▶ [Excerpted text]
As Snapchat (SNAP) nears its IPO, analysts have been pouring over its public documents. Ben Thompson found this interesting bit:

Our strategy is to invest in product innovation and take risks to improve our camera platform. We do this in an effort to drive user engagement, which we can then monetize through advertising. We use the revenue we generate to fund future product innovation to grow our business.

In a world where anyone can distribute products instantly and provide them for free, the best way to compete is by innovating to create the most engaging products. That’s because it’s difficult to use distribution or cost as a competitive advantage—new software is available to users immediately, and for free. We believe this means that our industry favors companies that innovate, because people will use their products.

We invest heavily in future product innovation and take risks to try to improve our camera platform and drive long-term user engagement. Sometimes this means sacrificing short-term engagement to introduce products, like Stories, that might change the way people use Snapchat. Additionally, our products often use new technologies and require people to change their behavior, such as using a camera to talk with their friends. This means that our products take a lot of time and money to develop, and might have slow adoption rates. While not all of our investments will pay off in the long run, we are willing to take these risks in an attempt to create the best and most differentiated products in the market.

▶ [Supplied data]
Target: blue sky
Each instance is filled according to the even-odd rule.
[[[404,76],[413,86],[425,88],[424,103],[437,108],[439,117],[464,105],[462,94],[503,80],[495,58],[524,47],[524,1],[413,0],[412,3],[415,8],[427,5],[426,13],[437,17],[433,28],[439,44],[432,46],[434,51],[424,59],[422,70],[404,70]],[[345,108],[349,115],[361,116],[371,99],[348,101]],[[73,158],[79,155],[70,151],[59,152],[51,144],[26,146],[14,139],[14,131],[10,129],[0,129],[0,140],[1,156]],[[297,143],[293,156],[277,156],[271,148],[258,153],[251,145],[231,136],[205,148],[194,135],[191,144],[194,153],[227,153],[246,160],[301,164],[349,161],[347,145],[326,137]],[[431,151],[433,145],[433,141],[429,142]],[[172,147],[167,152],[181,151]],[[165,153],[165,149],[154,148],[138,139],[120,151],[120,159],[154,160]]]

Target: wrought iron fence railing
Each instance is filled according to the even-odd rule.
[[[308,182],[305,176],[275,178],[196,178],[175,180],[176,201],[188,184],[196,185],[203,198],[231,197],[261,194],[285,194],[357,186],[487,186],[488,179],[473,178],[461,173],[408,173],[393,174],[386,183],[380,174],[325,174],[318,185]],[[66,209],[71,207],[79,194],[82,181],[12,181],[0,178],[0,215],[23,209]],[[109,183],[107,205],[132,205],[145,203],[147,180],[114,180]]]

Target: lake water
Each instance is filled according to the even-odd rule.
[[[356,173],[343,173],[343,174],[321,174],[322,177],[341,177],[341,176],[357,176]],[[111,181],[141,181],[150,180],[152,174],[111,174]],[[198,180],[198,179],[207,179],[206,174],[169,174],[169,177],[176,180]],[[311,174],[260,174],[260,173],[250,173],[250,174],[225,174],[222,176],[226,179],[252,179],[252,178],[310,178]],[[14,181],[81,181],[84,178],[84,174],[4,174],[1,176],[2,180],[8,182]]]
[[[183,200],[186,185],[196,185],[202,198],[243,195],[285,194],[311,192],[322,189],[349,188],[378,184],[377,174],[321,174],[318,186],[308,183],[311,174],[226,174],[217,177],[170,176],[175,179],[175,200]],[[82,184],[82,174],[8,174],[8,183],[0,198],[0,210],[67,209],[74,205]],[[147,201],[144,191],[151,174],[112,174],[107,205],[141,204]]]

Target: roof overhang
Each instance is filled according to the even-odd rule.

▶ [What you have to do] Resume the text on Snapchat's pre-IPO strategy statement, picking up right after its last sentence.

▶ [Answer]
Snapchat’s strategy is not to try and build a level of control that will insulate it from future competition. Instead, it is focussed on execution where it tries to continually “get ahead and stay ahead.” Thompson calls this the Gingerbread Man strategy after the famous nursery rhyme.

I have written about the distinction between execution and control before (complete with pictures). As it happened, today, my first academic paper on this topic (co-authored with Scott Stern of MIT), was released by the NBER today. A shorter version is coming out in the American Economic Review Papers and Proceedings in May. The paper shows that an execution strategy can, under certain circumstances, be more profitable than a control strategy. This is in contrast to the usual supposition that control is superior to execution — after all, aren’t barriers to entry better whenever you can get them?

The answer is not quite. It costs money to build walls — especially for entrepreneurs. Moreover, the money must be spent early in the piece. By contrast, with execution, you can get to market more quickly and also run experiments that can save you from costly mistakes. Ask Segway what it is like to take your time, build a big plant and launch prior to any market validation.

Thompson notes that Snapchat is taking a play out of the Apple book. I agree. I have always thought of Apple as a company that generally competes on the merits and has few entry barriers. Wall Street has apparently also thought that and continued to discount Apple stock relative to its earnings. Why? Because barriers to entry are things it can point to while innovative capabilites based only on a track record are less tangible. Thompson suggests Snapchat may face a little of that Apple medicine.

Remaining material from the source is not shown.